TASK DIRECTIONS:
Please rewrite the material from the line holding "Timed drill: list bounding boxes for every art" through the end of the material, inclusive, and give only those lines. Keep the requests and their format samples unchanged, but multiply every coordinate in the answers by 1.35 and round each to a whole number, with halves rounding up.

DATA:
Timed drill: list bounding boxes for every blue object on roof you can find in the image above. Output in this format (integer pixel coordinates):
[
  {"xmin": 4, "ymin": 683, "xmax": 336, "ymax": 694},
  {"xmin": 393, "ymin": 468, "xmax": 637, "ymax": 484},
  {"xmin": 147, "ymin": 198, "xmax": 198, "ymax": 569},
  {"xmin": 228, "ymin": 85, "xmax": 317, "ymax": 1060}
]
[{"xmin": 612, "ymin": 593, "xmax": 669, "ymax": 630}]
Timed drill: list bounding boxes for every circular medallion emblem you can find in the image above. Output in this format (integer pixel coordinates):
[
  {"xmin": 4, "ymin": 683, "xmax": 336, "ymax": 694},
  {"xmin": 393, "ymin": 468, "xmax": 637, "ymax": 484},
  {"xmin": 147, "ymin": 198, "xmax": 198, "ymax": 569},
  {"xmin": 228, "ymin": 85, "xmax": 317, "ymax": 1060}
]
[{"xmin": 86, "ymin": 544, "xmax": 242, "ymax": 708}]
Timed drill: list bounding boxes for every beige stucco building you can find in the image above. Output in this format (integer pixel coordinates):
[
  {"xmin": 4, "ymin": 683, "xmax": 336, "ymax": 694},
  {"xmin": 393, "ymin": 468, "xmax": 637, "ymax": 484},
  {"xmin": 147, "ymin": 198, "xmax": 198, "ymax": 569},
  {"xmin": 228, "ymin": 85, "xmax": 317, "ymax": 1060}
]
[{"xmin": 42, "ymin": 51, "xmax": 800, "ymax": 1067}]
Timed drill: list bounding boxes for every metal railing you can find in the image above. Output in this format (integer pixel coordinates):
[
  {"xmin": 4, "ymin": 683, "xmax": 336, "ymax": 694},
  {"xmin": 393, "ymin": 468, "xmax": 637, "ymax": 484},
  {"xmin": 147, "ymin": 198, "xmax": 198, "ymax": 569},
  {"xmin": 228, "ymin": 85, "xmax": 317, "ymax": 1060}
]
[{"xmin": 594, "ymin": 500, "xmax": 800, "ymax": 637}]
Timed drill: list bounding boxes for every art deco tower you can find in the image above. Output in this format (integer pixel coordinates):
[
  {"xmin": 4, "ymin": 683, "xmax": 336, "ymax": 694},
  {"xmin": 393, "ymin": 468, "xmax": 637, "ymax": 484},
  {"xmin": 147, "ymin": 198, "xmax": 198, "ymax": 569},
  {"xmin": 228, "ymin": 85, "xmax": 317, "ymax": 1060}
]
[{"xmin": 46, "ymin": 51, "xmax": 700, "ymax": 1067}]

RESULT FOR THIS TASK:
Timed drill: list bounding boxes for every art deco tower you can find in the image above. Output in this format (integer pixel coordinates):
[
  {"xmin": 4, "ymin": 683, "xmax": 336, "ymax": 694},
  {"xmin": 393, "ymin": 468, "xmax": 637, "ymax": 484},
  {"xmin": 147, "ymin": 198, "xmax": 198, "ymax": 569},
  {"xmin": 228, "ymin": 85, "xmax": 317, "ymax": 1060}
]
[{"xmin": 62, "ymin": 69, "xmax": 945, "ymax": 1440}]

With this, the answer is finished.